* [Extrait choisi]:
########################################
Une large surface d’eau se place de niveau ; tous ses points sont situés à la même hauteur. Supposons maintenant qu’on plonge verticalement dans ce liquide un tube de verre ouvert à ses deux bouts, et qu’à raison de la petitesse de ses dimensions on nommera tube capillaire. Le liquide s’élèvera dans ce tube sensiblement plus haut que dans tous les autres points de sa surface. Si, au lieu d’employer de l’eau, on opérait sur le mercure, le liquide, au contraire, s’abaisserait dans le tube capillaire au-dessous du niveau général.

Il ne paraît pas que ce phénomène ait été connu des anciens, mais il fixa de bonne heure l’attention des observateurs modernes, qui même en déterminèrent expérimentalement les lois générales. Clairaut fut le premier à essayer d’expliquer la dénivellation capillaire à l’aide des formules générales de l’équilibre ; mais il échoua dans sa tentative. Laplace fut plus heureux et représenta par ses formules théoriques, et jusqu’aux centièmes de millimètres, les ascensions du liquide dans les tubes de diverses dimensions. Le travail de Laplace excita l’admiration du monde savant, et fut regardé comme marchant de pair avec ses plus heureuses conceptions sur le système du monde.

Poisson n’en jugea pas ainsi, et, après la mort de l’illustre auteur de la Mécanique céleste, il publia, sous le nom de Théorie de la capillarité, un ouvrage tellement différent, dans ses principes constitutifs, de celui de Laplace, qu’on y trouve l’équivalent de cet énoncé : « Les liquides n’ont pas la même densité à toutes les profondeurs à partir de la surface. ; ils n’ont pas la même densité non plus à toutes les distances de la paroi solide du tube qui les renferme. » Ces variations de densité, dont Laplace n’a pas tenu compte, sont la vraie, l’unique cause, des changements de niveau occasionnés par les tubes capillaires plongeant dans les liquides.
########################################
* [Travail à faire]:
1 - D'après l'extrait sur la capillarité, qui a été le premier à essayer d'expliquer la dénivellation capillaire avec les formules générales de l'équilibre ?
2 - Reprenez l'extrait sur la capillarité juste après sa dernière phrase.

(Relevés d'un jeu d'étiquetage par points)
########################################
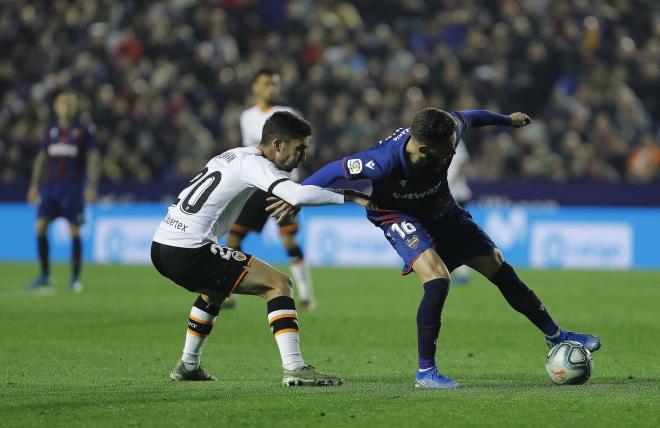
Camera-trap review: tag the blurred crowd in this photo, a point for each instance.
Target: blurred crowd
(165, 81)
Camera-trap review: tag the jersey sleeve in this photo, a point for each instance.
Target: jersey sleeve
(474, 118)
(372, 164)
(259, 172)
(245, 131)
(90, 137)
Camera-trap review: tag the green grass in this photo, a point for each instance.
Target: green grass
(102, 358)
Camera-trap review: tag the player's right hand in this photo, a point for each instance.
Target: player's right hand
(33, 194)
(519, 119)
(281, 209)
(359, 198)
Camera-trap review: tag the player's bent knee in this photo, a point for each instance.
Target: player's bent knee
(499, 258)
(234, 240)
(283, 284)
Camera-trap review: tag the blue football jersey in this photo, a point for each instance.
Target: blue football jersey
(66, 151)
(398, 186)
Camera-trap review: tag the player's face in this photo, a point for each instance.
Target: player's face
(292, 153)
(267, 88)
(66, 105)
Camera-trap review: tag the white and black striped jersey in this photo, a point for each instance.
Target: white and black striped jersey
(206, 209)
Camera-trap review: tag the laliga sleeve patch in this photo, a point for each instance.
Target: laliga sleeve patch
(354, 166)
(238, 256)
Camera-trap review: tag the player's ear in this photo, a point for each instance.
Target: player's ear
(277, 144)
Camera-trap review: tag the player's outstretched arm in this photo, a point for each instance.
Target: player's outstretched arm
(519, 119)
(37, 170)
(280, 209)
(476, 118)
(93, 171)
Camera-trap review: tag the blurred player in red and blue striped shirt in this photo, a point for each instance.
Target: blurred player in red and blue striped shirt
(64, 176)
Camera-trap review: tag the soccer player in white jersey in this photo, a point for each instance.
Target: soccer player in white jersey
(266, 91)
(184, 248)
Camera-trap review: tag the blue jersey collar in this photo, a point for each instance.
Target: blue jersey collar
(407, 168)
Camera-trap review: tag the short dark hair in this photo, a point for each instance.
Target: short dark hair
(263, 72)
(286, 126)
(432, 126)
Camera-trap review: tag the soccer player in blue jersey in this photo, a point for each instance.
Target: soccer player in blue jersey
(431, 232)
(64, 175)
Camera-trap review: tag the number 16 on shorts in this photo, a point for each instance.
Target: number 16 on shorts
(406, 231)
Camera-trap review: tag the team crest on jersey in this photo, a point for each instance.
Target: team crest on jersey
(412, 242)
(238, 256)
(354, 166)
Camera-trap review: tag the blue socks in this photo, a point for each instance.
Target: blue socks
(524, 300)
(428, 320)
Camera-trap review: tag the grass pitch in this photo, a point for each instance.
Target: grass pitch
(102, 358)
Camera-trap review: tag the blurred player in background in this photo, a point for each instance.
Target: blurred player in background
(266, 91)
(64, 176)
(460, 189)
(429, 230)
(185, 250)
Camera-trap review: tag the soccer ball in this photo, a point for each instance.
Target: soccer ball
(569, 363)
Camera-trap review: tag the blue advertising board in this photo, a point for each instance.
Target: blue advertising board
(551, 237)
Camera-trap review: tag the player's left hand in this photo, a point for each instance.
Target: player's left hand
(90, 195)
(518, 119)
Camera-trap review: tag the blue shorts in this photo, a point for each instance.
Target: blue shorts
(62, 200)
(456, 238)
########################################
* [Réponses attendues]:
1 - Clairaut.

2 -
On se demandera comment il est possible que Laplace soit parvenu à représenter, en nombres, les phénomènes de l’ascension capillaire, en négligeant dans son calcul la vraie, l’unique cause de ces phénomènes. Je l’avouerai, il y a là un grand scandale mathématique que doivent s’empresser de faire disparaître ceux qui ont le loisir et le talent nécessaires pour prononcer entre d’aussi grands esprits que Laplace et Poisson. Il y va de l’honneur de la science.

À une époque où chaque savant restait étroitement cantonné dans l’objet spécial de ses études et méprisait inconsidérément tout autre objet de recherche, Becker, le chimiste, s’écriait en parlant des physiciens : « Que voulez-vous qu’ils découvrent d’utile, d’important ? Ils ne font que lécher la surface des corps ! » Ce reproche, que j’appellerai bien peu léché, si un jeu de mot pouvait m’être permis ici, ne s’appliquera pas aux travaux de Poisson sur la capillarité ; notre illustre confrère a prétendu, en effet, comme on l’a vu, établir par le calcul des différences intimes entre l’intérieur et la surface des liquides. Il est vrai que ces différences de constitution devant se faire sentir dans des épaisseurs presque évanouissantes, ne semblent pas pouvoir être constatées expérimentalement ; mais les phénomènes d’optique, dans leur variété infinie, fourniront des moyens de soumettre les conceptions de Poisson à des vérifications de faits sur lesquels le temps qui m’est accordé ne me permet pas d’entrer ici dans des développements circonstanciés.